**所需工作:** 请逐字照抄下方清单中的以下几行：从含有“of bottle body.”的那一行开始，一直抄到含有“top-left (231, 178), bottom-right (293, 226)”的那一行，首尾两行都要包括。

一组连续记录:
■ ■ ■ ■ ■ ■ ■
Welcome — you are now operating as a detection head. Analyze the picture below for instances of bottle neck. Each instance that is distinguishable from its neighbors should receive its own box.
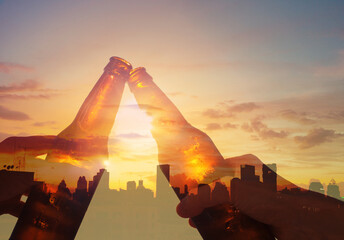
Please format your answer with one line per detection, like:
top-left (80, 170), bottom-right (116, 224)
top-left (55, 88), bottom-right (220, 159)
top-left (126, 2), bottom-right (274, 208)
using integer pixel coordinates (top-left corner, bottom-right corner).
top-left (60, 57), bottom-right (132, 138)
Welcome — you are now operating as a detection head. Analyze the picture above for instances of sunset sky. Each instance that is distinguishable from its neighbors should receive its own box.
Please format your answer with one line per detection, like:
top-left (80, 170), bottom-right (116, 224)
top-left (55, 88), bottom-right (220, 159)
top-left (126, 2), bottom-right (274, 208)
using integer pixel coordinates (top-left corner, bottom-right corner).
top-left (0, 0), bottom-right (344, 191)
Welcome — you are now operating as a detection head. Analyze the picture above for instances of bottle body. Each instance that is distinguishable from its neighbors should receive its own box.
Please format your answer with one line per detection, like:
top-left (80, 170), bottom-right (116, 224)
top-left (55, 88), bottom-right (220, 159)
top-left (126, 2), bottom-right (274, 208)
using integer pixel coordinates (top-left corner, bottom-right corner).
top-left (10, 57), bottom-right (131, 240)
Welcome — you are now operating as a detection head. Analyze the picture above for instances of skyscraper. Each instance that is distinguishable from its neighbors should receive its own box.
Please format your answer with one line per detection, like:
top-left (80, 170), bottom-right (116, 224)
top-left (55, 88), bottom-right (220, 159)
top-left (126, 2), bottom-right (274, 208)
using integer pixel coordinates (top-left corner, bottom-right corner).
top-left (156, 164), bottom-right (170, 199)
top-left (327, 179), bottom-right (340, 199)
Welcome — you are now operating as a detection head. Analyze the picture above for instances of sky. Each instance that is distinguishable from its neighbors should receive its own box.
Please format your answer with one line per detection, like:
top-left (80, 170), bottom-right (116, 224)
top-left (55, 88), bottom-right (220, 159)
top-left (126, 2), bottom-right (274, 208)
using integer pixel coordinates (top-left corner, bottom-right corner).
top-left (0, 0), bottom-right (344, 189)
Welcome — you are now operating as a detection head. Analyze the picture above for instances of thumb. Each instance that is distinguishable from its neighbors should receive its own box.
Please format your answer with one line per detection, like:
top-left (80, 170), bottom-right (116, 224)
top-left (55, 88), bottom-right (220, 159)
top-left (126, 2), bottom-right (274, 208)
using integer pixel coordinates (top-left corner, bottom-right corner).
top-left (231, 178), bottom-right (293, 226)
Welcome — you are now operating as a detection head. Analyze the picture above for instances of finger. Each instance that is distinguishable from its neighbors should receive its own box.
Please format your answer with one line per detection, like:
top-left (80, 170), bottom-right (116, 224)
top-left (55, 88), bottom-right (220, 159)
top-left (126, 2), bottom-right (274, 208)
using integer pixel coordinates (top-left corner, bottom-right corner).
top-left (231, 179), bottom-right (294, 226)
top-left (66, 57), bottom-right (132, 138)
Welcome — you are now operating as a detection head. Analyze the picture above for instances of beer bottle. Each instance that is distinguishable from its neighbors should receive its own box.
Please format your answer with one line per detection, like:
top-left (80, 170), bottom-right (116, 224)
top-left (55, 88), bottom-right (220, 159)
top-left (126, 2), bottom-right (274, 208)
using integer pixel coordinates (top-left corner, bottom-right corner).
top-left (10, 57), bottom-right (131, 240)
top-left (128, 68), bottom-right (274, 240)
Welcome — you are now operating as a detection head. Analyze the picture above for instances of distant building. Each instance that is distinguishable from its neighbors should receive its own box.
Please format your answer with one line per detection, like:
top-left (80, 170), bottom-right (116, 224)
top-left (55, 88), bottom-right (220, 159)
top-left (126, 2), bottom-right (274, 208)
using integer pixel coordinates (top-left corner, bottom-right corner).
top-left (156, 164), bottom-right (170, 199)
top-left (240, 165), bottom-right (259, 182)
top-left (327, 179), bottom-right (340, 200)
top-left (127, 181), bottom-right (136, 192)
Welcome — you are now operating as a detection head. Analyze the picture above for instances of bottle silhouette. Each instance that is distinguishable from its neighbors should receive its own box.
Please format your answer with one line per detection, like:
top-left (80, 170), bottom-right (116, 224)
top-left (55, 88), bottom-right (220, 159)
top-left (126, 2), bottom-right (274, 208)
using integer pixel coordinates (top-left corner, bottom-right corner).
top-left (128, 68), bottom-right (274, 240)
top-left (46, 57), bottom-right (132, 170)
top-left (10, 57), bottom-right (131, 240)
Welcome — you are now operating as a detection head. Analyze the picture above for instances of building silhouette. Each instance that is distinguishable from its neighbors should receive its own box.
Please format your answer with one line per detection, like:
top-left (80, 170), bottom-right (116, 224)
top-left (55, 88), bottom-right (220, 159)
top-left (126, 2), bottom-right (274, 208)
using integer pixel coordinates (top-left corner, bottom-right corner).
top-left (262, 163), bottom-right (277, 192)
top-left (240, 165), bottom-right (259, 182)
top-left (309, 182), bottom-right (325, 195)
top-left (156, 164), bottom-right (170, 199)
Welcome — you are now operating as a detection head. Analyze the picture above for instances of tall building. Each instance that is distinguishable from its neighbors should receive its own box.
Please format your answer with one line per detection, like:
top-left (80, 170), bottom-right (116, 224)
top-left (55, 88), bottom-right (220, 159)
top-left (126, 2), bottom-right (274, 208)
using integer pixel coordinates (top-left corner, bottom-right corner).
top-left (127, 181), bottom-right (136, 192)
top-left (240, 165), bottom-right (259, 182)
top-left (197, 183), bottom-right (211, 206)
top-left (211, 182), bottom-right (229, 203)
top-left (262, 163), bottom-right (277, 192)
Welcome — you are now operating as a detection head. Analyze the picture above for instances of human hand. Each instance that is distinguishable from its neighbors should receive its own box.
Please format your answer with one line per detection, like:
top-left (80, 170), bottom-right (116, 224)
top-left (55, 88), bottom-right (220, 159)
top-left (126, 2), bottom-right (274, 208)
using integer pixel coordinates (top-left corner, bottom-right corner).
top-left (0, 57), bottom-right (131, 217)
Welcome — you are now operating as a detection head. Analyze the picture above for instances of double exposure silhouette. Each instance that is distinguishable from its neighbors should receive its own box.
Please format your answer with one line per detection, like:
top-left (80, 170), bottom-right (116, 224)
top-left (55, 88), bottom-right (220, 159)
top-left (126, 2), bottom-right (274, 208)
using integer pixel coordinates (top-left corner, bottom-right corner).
top-left (0, 57), bottom-right (131, 240)
top-left (0, 57), bottom-right (344, 240)
top-left (128, 68), bottom-right (344, 240)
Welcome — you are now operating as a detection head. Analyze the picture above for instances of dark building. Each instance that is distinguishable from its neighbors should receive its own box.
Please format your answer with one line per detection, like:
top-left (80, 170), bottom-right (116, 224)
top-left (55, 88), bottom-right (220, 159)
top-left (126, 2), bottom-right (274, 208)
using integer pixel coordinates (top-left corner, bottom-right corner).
top-left (309, 182), bottom-right (325, 194)
top-left (88, 168), bottom-right (110, 196)
top-left (262, 163), bottom-right (277, 192)
top-left (240, 165), bottom-right (259, 182)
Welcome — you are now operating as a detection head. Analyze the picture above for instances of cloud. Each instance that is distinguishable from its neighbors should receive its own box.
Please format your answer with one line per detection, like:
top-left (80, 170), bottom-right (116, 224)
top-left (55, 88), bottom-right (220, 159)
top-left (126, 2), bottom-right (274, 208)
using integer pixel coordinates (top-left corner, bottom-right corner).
top-left (0, 79), bottom-right (41, 93)
top-left (0, 62), bottom-right (34, 74)
top-left (294, 128), bottom-right (344, 149)
top-left (167, 92), bottom-right (184, 97)
top-left (241, 118), bottom-right (289, 139)
top-left (32, 121), bottom-right (56, 127)
top-left (117, 133), bottom-right (148, 139)
top-left (205, 123), bottom-right (222, 131)
top-left (202, 101), bottom-right (260, 118)
top-left (280, 109), bottom-right (316, 125)
top-left (320, 110), bottom-right (344, 121)
top-left (0, 105), bottom-right (30, 121)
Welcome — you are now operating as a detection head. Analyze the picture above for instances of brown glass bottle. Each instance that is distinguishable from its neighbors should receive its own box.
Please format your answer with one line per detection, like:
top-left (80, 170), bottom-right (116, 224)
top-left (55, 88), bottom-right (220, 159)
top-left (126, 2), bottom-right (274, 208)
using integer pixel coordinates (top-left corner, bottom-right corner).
top-left (128, 68), bottom-right (274, 240)
top-left (46, 57), bottom-right (132, 170)
top-left (10, 57), bottom-right (131, 240)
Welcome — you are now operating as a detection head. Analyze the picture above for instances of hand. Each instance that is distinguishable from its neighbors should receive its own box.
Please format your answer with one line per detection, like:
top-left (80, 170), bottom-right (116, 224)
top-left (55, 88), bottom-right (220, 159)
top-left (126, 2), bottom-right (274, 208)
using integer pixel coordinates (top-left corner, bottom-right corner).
top-left (129, 68), bottom-right (344, 240)
top-left (0, 57), bottom-right (131, 216)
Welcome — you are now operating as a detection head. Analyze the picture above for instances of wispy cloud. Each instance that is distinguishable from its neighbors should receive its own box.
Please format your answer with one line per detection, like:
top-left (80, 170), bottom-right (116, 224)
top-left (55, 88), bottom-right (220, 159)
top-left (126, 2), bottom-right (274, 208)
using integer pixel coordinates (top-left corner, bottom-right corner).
top-left (241, 118), bottom-right (289, 139)
top-left (32, 121), bottom-right (56, 127)
top-left (205, 123), bottom-right (222, 131)
top-left (118, 133), bottom-right (148, 139)
top-left (0, 62), bottom-right (34, 74)
top-left (0, 79), bottom-right (41, 93)
top-left (205, 123), bottom-right (238, 131)
top-left (314, 50), bottom-right (344, 79)
top-left (294, 128), bottom-right (344, 149)
top-left (227, 102), bottom-right (260, 113)
top-left (0, 79), bottom-right (60, 100)
top-left (0, 105), bottom-right (30, 121)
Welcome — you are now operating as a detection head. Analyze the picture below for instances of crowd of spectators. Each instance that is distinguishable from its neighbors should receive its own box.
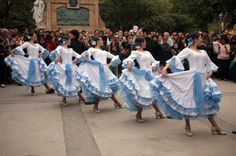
■ ■ ■ ■ ■ ■ ■
**任务答案:**
Welcome — you are now operating as a detection head. Analyze the picture above for instances of bottle body. Each instance that is distinguishable from its neighbors should receive its own box.
Please format your answer with one line per detection, like:
top-left (80, 170), bottom-right (116, 224)
top-left (55, 88), bottom-right (220, 159)
top-left (126, 2), bottom-right (274, 208)
using integer pixel coordinates (top-left corner, bottom-right corner).
top-left (10, 57), bottom-right (131, 240)
Welcome — you are now operating as a detection head. Analyze the picture above for instances of skyscraper. Each instance that is distinguishable from its neighbors should receive its own box.
Please format your answer with one line per detection, like:
top-left (80, 170), bottom-right (116, 224)
top-left (55, 88), bottom-right (220, 159)
top-left (126, 2), bottom-right (274, 208)
using integer pixel coordinates (top-left corner, bottom-right corner).
top-left (156, 164), bottom-right (170, 199)
top-left (327, 179), bottom-right (340, 199)
Welcome — you are now operating as a detection head. Analyze the picture above for instances of sky. Each instance that is distinguishable from its neighbors should receive its own box.
Please format your answer with one line per detection, like:
top-left (80, 170), bottom-right (116, 224)
top-left (55, 88), bottom-right (220, 159)
top-left (126, 2), bottom-right (274, 208)
using integer pixel coordinates (top-left corner, bottom-right corner).
top-left (0, 0), bottom-right (344, 189)
Welcome — you are now operating as a detection head. Analyze the picture above for instances of thumb. Each instance that is distinguishable from its neighbors should receive its own box.
Please format your answer with one line per detection, like:
top-left (80, 170), bottom-right (116, 224)
top-left (55, 88), bottom-right (220, 159)
top-left (126, 2), bottom-right (274, 208)
using integer pixel coordinates (top-left corner, bottom-right corner).
top-left (231, 178), bottom-right (293, 226)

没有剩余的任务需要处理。